**Zitierter Auszug**.
# Haar nachträglich an schon gebundene Haken / Vorfächer anbringen?



## tmoii (27. August 2018)

Hallo zusammen.


Ich melde mich heute mal wieder mit einer Anfängerfrage.
Da ich noch nicht so lange dabei bin, habe ich mir zu Anfang eine Menge an bereits gebundenen Vorfächern geholt. D.h. hier liegen viele *Plättchen*haken an denen jeweils schon eine monofile Vorfachschnur hängt.


Ob monofil für mein folgendes Szenario die beste Wahl ist sei mal dahingestellt, aber ich hätte aktuell folgende Frage:


*Ist es möglich, bzw. kennt ihr eine gute Möglichkeit, an meine bereits "fertigen" Vorfächer noch nachträglich ein Haar anzubinden, so dass ich daran z.B. Boilies als Köder nutzen kann?*


Klar könnte ich jetzt hergehen und mir einfach ein Stück Schnur noch irgendwie als Haar dranbasteln, aber vielleicht hat der eine oder andere so einen "Frankenstein" ja schon mal gebaut und hat Tipps für mich, dass das auch hält.


Ich vermute natürlich, dass nichts so gut sein wird, als wenn ich einfach neue Haken kaufe und gleich ein Haar-Vorfach anbinde, aber ich möchte versuchen mein bereits gekauftes Material noch sinnvoll zu nutzen.

**Aufgabe A**. Kopiere aus dem Forenbeitrag zu Haar-Vorfächern den Abschnitt von „Klar könnte ich“ bis einschließlich „das auch hält.“ wortgetreu.

**Datensätze zur Übung**.
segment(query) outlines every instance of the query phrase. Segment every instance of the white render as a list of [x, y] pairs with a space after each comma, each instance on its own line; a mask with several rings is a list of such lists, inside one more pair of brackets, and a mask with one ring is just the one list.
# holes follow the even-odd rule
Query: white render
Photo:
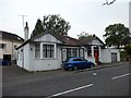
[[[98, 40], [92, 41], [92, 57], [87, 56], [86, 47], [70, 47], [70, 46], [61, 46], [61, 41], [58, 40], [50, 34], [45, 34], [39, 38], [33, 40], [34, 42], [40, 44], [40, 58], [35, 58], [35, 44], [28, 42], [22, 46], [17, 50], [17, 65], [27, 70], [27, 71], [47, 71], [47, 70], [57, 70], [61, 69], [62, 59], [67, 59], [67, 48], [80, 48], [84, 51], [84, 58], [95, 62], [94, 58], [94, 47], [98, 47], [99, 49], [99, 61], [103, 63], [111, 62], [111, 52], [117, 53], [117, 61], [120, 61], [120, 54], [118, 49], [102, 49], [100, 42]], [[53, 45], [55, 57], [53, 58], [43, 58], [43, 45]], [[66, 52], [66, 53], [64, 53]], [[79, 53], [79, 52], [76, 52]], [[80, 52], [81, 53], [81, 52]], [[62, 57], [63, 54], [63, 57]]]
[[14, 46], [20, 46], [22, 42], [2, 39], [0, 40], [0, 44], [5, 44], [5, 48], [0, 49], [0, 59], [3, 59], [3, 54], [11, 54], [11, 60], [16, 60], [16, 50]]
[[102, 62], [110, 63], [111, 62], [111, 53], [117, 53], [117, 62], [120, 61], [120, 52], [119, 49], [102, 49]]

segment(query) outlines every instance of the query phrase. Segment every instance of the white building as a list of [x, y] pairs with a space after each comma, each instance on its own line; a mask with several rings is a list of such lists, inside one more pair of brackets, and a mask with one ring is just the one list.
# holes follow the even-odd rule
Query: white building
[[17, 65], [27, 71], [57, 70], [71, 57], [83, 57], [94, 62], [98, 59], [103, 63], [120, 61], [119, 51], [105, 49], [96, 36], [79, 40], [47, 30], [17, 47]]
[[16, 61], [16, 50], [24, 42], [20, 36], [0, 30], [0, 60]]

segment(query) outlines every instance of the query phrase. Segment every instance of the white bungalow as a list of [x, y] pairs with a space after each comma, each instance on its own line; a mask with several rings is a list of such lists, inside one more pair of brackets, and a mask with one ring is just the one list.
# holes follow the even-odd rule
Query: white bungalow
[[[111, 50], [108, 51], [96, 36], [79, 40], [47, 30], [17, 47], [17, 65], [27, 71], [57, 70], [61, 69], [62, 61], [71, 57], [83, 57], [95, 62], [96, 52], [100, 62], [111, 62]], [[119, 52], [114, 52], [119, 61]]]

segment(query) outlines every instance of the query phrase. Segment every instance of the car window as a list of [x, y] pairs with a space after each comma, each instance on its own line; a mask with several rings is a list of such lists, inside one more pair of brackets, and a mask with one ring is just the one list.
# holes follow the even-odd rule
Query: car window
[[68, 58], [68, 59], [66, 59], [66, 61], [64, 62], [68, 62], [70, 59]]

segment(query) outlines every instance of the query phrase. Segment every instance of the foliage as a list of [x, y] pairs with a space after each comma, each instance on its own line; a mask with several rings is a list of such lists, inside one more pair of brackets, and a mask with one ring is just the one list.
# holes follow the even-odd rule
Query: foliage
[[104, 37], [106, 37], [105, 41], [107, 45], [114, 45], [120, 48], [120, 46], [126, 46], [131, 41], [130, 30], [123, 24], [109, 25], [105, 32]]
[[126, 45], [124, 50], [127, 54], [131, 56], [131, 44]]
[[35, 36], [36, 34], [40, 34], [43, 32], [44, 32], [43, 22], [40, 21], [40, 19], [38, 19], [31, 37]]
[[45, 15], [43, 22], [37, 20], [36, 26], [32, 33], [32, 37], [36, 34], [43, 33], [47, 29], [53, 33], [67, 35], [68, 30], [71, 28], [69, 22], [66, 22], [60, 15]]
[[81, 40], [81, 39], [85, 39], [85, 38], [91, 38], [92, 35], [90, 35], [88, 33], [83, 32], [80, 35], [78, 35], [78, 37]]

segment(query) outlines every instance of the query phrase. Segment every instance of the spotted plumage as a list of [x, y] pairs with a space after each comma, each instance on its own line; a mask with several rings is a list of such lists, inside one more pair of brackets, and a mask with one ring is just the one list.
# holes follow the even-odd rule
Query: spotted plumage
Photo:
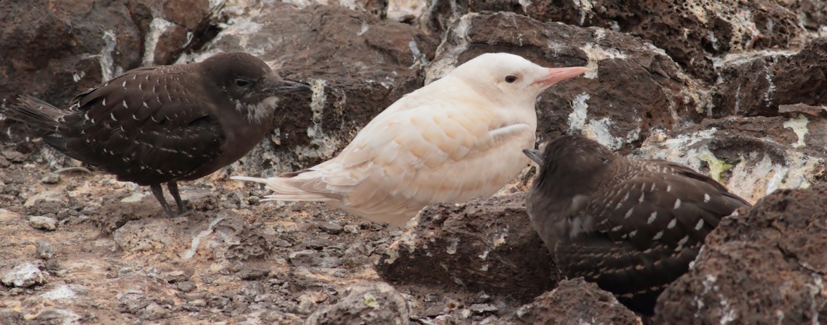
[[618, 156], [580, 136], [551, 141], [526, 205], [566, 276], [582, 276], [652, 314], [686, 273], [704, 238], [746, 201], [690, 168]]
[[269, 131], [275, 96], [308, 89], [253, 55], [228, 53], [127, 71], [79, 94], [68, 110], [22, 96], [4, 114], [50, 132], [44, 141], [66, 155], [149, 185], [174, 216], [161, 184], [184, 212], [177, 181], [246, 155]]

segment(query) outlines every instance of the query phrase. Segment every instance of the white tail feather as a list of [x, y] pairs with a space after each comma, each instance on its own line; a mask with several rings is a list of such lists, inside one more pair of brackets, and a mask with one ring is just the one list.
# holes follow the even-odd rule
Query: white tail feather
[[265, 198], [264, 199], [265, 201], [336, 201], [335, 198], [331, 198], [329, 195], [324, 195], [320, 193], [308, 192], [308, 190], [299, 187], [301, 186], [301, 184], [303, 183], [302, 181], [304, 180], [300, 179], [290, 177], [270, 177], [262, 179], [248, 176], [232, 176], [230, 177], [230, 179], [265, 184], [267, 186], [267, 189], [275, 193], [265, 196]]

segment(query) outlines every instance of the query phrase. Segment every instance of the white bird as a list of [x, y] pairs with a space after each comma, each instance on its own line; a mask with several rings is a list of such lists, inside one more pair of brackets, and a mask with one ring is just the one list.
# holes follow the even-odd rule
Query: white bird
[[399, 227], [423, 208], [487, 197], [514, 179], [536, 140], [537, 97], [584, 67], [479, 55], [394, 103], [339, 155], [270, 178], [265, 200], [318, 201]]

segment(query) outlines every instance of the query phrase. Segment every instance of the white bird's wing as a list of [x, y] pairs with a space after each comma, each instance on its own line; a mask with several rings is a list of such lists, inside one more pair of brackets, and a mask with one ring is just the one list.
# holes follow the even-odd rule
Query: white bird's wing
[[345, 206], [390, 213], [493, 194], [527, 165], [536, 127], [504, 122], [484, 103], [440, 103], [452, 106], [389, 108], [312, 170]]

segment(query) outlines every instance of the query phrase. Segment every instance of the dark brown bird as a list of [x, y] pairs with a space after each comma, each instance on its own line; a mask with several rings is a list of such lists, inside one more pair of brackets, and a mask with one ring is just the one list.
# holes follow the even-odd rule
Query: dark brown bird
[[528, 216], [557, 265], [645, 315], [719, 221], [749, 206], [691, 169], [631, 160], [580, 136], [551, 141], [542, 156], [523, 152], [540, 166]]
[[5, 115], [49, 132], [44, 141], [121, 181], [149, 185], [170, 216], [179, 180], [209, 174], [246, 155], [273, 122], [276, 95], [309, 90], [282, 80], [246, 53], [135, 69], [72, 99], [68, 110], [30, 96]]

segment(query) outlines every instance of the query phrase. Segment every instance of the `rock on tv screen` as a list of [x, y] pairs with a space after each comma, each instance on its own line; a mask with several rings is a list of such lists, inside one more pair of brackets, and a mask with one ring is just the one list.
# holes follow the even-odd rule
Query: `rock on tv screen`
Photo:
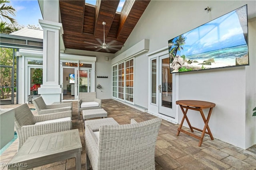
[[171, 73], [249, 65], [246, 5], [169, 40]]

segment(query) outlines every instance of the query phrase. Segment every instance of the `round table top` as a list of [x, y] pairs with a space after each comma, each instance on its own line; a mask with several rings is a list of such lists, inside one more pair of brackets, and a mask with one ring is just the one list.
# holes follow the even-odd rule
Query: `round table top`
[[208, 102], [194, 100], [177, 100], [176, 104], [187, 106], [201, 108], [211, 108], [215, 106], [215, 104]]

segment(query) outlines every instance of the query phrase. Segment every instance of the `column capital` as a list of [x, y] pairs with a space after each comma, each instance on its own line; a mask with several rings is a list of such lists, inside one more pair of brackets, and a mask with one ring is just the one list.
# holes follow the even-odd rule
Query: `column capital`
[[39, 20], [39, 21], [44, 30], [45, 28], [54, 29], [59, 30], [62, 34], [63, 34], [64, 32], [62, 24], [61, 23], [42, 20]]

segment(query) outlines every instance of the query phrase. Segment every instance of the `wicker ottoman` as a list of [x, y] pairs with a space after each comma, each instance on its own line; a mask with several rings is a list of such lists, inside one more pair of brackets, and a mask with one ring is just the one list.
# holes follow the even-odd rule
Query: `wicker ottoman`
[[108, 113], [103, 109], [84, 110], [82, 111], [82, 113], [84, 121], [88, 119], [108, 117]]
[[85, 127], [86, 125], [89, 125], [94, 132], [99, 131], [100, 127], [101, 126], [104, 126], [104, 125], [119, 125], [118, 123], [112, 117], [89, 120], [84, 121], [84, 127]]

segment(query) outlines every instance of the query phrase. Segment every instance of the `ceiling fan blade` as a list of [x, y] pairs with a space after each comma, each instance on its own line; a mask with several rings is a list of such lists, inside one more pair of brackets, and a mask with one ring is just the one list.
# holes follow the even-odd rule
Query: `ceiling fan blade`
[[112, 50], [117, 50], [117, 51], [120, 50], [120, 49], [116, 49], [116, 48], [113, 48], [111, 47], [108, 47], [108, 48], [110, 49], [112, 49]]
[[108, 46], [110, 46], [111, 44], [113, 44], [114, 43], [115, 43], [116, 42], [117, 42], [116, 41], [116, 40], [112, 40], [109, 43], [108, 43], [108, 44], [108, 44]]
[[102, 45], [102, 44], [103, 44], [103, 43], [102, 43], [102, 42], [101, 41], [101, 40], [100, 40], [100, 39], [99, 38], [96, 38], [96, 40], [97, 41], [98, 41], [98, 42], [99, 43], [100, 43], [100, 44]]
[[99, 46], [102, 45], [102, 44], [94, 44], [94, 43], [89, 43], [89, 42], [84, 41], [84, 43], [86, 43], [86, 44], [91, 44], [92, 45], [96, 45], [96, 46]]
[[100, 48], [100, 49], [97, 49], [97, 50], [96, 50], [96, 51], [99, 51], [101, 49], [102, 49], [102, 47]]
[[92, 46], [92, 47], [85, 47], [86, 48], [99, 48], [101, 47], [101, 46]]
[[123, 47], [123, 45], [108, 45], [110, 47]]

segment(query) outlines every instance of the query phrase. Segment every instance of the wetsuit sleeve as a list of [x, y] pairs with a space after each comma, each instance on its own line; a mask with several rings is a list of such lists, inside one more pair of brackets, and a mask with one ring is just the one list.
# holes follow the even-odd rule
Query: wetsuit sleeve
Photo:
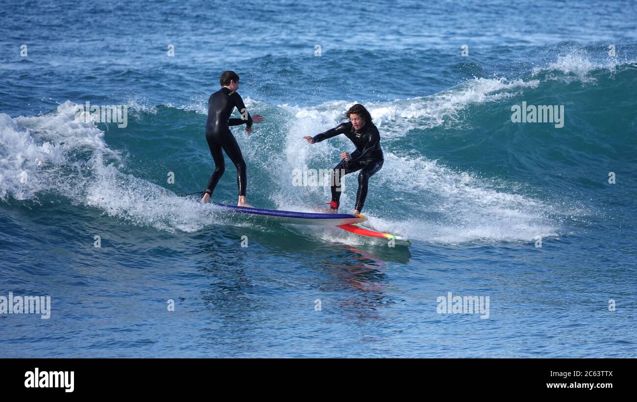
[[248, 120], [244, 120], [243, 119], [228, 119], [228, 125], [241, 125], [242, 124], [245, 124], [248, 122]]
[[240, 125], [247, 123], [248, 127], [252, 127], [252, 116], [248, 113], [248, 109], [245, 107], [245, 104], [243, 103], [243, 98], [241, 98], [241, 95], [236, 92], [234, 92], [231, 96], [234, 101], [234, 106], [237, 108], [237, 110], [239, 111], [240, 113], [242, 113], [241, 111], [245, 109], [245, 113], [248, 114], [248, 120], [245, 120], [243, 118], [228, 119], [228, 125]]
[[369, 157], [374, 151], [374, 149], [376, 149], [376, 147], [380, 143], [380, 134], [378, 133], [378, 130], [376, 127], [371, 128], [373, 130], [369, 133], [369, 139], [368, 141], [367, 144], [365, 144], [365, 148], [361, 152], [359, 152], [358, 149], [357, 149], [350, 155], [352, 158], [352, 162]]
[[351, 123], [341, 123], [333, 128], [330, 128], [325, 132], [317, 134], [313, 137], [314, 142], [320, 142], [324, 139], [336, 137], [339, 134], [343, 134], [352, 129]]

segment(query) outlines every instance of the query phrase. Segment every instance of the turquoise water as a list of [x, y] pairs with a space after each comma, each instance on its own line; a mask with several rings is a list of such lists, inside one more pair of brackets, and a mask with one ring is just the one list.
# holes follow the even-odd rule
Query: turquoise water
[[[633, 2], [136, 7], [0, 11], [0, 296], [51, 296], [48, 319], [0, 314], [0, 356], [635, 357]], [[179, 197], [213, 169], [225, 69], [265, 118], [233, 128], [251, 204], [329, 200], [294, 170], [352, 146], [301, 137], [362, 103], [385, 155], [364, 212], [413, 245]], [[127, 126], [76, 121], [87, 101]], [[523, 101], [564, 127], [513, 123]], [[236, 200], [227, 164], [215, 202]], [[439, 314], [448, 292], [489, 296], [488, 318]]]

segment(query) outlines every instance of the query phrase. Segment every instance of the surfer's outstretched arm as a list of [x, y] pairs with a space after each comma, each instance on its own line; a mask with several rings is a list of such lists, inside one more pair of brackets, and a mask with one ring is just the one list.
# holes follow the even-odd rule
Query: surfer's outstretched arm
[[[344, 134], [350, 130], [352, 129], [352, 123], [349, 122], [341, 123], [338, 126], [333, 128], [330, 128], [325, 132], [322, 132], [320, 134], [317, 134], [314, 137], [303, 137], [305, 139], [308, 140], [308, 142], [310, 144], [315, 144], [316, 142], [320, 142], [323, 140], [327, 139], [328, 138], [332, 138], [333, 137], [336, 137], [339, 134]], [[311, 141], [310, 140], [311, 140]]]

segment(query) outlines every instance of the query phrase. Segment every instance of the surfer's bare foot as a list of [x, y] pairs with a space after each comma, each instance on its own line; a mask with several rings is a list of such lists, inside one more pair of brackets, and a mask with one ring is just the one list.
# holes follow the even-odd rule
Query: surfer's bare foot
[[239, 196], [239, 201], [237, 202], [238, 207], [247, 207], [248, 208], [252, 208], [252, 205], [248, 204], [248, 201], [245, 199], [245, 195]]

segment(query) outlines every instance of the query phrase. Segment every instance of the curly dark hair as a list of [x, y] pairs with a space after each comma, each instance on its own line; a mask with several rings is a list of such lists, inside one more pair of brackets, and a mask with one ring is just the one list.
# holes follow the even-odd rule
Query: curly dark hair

**Aufgabe B**. Gib aus den Datensätzen nur die Zeilen von der Zeile mit „of the spotted“ bis einschließlich der Zeile mit „181], [246, 155]]“ samt Anweisungen erneut aus und multipliziere dabei jede Koordinate in den Antworten mit 0,75, gerundet auf ganze Zahlen mit Hälften aufwärts. Die Bilder lässt du in der Ausgabe weg.

**Ergebnis A**.
Klar könnte ich jetzt hergehen und mir einfach ein Stück Schnur noch irgendwie als Haar dranbasteln, aber vielleicht hat der eine oder andere so einen "Frankenstein" ja schon mal gebaut und hat Tipps für mich, dass das auch hält.

**Ergebnis B**.
segment(query) outlines every instance of the query phrase. Segment every instance of the spotted plumage as a list of [x, y] pairs with a space after each comma, each instance on its own line; a mask with several rings is a list of such lists, inside one more pair of brackets, and a mask with one ring is just the one list.
# holes follow the even-odd rule
Query: spotted plumage
Photo:
[[464, 117], [435, 102], [413, 106], [395, 154], [425, 207], [437, 207], [489, 236], [515, 205], [528, 179], [560, 151], [518, 126]]
[[202, 98], [206, 72], [231, 67], [190, 41], [171, 40], [95, 53], [59, 71], [51, 83], [17, 72], [3, 86], [38, 99], [33, 106], [50, 116], [112, 139], [131, 162], [121, 138], [138, 159], [133, 136], [185, 116]]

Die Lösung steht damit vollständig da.